Extract every line of the records that contains the word "only", copying each such line in full. Matching is case-sensitive.

*** Block opens ***

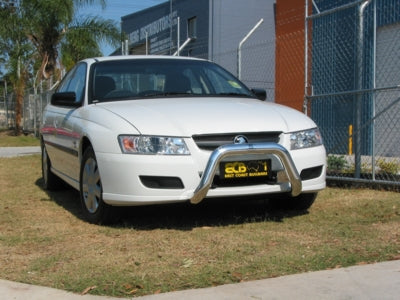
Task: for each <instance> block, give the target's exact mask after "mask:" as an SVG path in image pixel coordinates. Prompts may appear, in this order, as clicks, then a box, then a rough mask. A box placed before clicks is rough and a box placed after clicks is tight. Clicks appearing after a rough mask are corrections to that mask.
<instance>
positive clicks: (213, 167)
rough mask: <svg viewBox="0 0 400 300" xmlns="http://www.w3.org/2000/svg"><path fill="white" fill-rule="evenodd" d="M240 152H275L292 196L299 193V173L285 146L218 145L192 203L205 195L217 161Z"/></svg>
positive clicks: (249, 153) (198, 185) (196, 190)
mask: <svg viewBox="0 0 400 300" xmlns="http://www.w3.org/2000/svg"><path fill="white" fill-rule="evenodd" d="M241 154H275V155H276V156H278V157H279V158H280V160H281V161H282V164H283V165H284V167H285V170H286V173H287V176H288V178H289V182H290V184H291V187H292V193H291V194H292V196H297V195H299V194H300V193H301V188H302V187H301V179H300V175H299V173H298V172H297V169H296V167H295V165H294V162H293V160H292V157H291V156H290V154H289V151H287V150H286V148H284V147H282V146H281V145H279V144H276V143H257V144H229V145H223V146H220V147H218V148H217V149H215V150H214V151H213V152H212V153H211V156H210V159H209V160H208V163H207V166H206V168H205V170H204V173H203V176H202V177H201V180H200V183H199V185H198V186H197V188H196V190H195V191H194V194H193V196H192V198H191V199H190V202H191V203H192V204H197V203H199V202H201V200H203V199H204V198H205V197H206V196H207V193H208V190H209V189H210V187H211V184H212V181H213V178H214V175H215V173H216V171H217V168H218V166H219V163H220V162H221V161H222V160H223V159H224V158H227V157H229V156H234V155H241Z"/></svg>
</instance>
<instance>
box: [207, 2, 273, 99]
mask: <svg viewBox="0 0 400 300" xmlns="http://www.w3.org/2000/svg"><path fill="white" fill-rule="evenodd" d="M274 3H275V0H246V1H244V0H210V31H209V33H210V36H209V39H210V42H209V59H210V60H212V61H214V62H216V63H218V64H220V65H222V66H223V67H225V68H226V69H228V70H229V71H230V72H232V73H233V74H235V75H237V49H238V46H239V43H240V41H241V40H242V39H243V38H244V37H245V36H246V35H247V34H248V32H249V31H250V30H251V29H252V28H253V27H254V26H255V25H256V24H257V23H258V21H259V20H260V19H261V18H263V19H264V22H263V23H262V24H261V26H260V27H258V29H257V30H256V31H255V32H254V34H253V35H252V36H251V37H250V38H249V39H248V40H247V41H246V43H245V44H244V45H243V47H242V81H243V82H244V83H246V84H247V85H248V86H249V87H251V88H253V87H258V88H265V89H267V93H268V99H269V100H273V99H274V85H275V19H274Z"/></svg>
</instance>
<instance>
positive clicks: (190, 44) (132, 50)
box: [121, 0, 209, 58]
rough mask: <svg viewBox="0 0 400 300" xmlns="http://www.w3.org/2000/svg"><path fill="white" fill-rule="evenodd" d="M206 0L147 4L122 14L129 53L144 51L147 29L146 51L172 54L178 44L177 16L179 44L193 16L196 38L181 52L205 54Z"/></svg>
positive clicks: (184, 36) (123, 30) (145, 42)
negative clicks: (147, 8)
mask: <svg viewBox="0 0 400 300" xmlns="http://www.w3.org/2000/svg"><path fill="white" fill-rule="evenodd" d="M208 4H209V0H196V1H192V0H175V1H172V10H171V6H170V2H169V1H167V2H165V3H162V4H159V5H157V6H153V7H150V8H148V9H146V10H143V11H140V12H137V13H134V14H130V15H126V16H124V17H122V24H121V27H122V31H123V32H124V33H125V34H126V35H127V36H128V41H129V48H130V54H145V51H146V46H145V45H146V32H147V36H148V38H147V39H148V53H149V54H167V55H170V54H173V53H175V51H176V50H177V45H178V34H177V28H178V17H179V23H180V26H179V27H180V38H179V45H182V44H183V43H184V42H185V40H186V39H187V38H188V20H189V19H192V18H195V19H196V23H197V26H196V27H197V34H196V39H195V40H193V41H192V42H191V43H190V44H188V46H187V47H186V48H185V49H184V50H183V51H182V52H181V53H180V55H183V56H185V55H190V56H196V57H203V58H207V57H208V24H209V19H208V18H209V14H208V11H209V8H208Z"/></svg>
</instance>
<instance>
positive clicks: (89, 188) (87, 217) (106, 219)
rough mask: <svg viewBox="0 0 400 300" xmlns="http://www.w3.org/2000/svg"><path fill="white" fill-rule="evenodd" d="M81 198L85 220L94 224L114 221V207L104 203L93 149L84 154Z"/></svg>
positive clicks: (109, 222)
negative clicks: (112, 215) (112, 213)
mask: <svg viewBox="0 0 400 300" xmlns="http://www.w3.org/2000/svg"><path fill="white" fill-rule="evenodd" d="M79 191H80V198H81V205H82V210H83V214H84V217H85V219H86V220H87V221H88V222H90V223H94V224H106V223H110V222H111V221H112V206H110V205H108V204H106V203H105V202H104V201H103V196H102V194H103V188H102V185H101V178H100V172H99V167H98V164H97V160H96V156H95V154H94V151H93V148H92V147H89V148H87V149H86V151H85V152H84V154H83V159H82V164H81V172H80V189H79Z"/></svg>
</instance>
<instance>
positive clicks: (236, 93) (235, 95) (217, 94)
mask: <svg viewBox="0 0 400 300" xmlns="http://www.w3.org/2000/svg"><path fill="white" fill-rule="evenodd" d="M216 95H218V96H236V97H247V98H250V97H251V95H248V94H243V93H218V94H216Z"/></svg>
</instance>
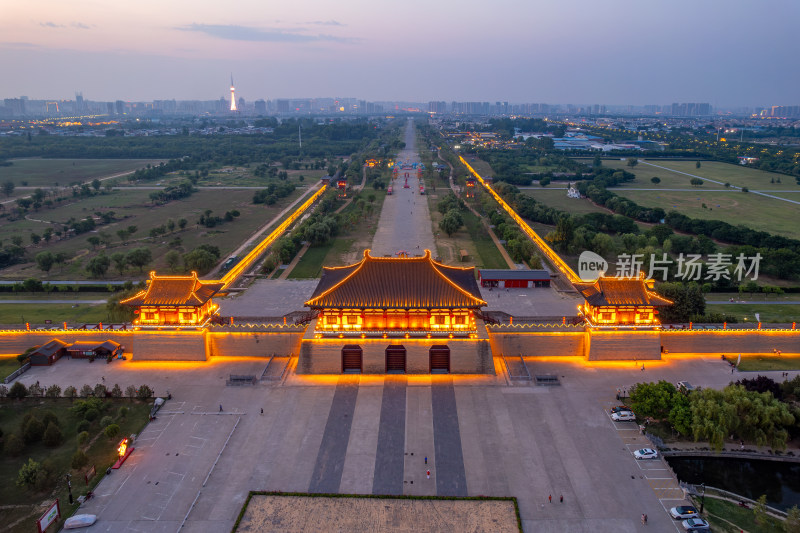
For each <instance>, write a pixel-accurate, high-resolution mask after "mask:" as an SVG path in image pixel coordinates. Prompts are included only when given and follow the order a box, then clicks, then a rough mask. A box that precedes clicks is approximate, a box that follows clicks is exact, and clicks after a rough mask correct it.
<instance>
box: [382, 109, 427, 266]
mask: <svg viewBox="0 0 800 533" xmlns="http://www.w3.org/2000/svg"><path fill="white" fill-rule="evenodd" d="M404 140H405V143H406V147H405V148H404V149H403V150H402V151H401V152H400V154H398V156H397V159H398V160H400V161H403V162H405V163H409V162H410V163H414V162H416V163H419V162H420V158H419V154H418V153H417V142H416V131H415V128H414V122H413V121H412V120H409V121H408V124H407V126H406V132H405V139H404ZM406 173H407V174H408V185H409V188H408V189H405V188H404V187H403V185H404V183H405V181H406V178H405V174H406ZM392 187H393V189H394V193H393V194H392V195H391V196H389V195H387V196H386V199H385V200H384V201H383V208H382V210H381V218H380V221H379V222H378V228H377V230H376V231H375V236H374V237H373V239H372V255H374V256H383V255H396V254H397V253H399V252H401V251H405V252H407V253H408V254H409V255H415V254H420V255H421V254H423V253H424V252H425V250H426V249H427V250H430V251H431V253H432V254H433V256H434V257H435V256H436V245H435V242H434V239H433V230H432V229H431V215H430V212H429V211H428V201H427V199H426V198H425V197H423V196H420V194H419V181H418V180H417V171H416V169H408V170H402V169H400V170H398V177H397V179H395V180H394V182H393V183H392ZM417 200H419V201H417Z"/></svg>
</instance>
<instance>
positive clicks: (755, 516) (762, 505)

*** Block closes ***
*** Block opens ***

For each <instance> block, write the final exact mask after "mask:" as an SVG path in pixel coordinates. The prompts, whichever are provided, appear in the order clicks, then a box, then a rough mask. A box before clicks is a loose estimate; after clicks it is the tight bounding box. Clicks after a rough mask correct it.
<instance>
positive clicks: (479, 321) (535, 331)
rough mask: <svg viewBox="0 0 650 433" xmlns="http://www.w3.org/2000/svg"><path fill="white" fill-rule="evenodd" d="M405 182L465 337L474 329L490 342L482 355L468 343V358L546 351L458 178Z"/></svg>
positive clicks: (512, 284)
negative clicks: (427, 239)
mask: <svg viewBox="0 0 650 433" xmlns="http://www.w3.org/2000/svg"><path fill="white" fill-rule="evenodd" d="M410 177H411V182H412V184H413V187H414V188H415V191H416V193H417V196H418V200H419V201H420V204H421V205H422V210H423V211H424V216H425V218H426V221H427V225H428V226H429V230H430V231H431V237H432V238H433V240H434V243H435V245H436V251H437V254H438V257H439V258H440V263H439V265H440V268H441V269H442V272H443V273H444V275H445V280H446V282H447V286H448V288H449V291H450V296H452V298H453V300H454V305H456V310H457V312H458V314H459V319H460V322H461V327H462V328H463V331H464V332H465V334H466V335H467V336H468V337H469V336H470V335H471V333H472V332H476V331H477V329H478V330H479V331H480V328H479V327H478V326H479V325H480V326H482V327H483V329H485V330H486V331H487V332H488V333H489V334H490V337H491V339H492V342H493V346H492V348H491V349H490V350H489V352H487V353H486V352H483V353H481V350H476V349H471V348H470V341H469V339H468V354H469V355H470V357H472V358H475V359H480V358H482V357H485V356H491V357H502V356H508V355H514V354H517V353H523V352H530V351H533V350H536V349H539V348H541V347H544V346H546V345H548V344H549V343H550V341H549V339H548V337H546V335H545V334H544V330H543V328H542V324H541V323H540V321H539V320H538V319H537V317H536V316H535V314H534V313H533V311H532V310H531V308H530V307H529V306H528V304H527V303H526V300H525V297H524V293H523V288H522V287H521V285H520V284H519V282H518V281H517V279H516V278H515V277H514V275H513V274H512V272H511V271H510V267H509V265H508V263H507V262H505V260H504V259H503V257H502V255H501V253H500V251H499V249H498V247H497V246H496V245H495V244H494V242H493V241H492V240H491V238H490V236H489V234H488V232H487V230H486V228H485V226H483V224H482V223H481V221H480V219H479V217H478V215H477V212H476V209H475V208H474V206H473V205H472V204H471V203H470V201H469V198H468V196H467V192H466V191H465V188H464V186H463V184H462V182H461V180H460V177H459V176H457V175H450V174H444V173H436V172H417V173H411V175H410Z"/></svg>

*** Block closes ***
*** Block opens ***

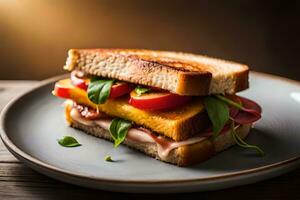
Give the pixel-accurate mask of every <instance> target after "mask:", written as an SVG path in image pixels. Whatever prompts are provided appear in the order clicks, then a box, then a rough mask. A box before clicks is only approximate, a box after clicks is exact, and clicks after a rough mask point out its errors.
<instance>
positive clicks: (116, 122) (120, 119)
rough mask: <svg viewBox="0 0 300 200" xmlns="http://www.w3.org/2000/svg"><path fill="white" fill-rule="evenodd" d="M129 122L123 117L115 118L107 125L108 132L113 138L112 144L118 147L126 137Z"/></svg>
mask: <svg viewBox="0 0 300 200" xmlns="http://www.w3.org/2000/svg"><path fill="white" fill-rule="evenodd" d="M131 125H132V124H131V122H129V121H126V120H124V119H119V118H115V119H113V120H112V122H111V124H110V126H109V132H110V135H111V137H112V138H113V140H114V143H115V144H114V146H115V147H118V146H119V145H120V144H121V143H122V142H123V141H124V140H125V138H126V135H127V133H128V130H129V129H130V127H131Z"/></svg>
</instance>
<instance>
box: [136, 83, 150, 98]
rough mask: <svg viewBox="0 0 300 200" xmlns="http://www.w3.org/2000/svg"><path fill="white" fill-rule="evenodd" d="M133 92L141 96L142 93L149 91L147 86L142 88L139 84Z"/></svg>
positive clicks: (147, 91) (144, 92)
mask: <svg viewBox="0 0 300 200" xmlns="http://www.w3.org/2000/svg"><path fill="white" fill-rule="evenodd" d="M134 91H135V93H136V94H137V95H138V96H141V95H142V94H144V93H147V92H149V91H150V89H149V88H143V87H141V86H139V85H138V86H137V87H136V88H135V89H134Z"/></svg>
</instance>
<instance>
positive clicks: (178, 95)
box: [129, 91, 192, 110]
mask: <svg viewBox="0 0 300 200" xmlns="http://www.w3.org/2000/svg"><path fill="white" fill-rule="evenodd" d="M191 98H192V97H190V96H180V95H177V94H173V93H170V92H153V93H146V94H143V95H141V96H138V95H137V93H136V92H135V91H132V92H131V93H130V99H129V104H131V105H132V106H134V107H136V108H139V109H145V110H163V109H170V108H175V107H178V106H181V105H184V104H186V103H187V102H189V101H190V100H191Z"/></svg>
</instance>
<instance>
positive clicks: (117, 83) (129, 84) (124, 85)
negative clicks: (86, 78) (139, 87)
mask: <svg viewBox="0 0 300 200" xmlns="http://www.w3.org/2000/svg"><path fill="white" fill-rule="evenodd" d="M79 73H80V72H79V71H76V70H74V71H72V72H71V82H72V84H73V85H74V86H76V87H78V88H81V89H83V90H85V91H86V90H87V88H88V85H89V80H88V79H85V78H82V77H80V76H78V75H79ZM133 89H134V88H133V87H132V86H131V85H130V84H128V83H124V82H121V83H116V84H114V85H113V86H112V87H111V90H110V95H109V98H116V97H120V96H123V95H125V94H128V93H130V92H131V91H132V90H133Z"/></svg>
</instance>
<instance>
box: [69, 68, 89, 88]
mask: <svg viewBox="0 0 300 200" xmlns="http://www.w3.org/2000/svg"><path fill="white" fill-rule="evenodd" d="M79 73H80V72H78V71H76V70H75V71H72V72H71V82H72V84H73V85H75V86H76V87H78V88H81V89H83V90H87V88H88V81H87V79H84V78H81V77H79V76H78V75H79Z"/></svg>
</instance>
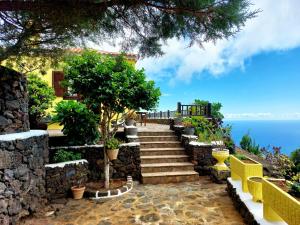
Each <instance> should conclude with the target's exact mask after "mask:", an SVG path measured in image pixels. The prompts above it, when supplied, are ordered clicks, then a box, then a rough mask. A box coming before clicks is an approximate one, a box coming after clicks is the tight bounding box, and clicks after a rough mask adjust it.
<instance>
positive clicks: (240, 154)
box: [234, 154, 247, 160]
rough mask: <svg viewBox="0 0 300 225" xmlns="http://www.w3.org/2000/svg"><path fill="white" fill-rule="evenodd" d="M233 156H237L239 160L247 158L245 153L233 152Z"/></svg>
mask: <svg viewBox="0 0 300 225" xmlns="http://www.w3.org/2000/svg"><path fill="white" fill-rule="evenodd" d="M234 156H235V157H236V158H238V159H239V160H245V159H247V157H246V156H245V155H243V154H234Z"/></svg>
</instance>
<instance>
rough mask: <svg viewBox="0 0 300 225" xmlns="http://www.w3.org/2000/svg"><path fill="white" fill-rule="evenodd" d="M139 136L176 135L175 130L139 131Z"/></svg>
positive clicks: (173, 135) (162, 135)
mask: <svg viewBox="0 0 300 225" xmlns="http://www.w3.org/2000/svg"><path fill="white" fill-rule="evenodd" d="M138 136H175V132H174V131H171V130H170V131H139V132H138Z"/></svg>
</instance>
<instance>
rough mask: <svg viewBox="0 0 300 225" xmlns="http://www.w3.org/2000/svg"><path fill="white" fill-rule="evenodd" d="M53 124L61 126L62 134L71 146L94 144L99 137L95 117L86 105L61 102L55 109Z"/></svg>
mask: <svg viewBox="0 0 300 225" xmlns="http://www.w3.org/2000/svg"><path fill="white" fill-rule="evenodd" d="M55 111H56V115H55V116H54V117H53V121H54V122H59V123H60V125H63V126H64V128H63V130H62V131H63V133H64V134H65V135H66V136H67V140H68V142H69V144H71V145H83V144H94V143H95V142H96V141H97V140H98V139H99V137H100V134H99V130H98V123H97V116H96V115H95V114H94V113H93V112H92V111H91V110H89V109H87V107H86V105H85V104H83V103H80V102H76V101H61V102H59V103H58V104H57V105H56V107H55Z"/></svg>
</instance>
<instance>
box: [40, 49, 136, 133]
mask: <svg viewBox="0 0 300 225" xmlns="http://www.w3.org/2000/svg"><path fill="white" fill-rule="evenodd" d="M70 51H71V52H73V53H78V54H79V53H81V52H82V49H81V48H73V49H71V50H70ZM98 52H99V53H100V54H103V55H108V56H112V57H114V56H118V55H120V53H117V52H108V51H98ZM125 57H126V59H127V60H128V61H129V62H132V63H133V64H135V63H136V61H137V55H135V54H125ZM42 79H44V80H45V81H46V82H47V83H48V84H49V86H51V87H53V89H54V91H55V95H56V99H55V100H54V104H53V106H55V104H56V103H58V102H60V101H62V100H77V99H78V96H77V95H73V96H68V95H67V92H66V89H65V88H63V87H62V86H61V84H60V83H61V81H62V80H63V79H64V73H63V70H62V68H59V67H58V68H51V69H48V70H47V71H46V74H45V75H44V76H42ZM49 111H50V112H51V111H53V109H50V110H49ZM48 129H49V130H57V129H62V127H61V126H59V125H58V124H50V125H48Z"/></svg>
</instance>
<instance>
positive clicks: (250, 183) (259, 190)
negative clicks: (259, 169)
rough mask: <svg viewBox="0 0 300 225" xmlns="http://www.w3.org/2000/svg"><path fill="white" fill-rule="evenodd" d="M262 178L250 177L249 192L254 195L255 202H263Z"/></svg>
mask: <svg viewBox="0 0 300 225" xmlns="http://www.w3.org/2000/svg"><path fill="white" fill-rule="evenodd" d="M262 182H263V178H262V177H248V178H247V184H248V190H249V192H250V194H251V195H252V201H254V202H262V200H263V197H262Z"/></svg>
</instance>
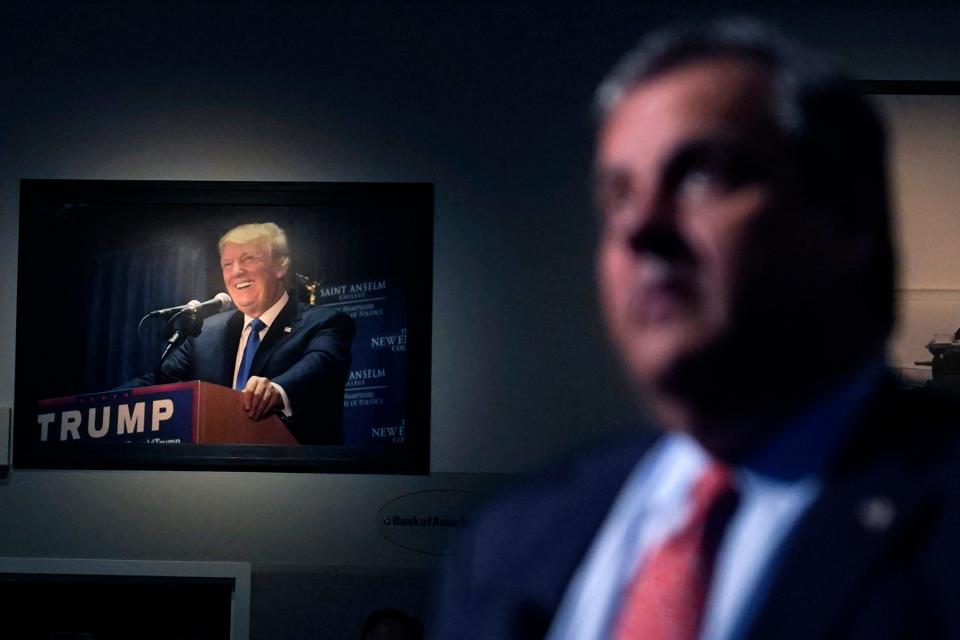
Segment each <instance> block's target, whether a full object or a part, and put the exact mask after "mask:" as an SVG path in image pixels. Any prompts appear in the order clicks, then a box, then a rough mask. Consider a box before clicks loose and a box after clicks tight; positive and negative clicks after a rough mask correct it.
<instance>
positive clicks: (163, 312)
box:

*** Block closes ***

» EXPECTED ANSWER:
For each <instance>, write a pixel-accurate, high-resolution mask after "mask:" as an SVG path in image pixel coordinates. Prompts are included only when given and follow the order a box, then clicks, then a rough mask. A box that precedes clicks is approximate, a box that follows clicks is exact, and clicks after a rough mask correct it.
Give the pixel-accurate mask of every <instance> target after "mask:", written as an SVG path in image pixels. Whatever prompts are provided appear in the order clicks, then a box, then a rough mask. A box before clicks is only approximate, a box after clicks is exact, and clicks after a rough mask point out its errors.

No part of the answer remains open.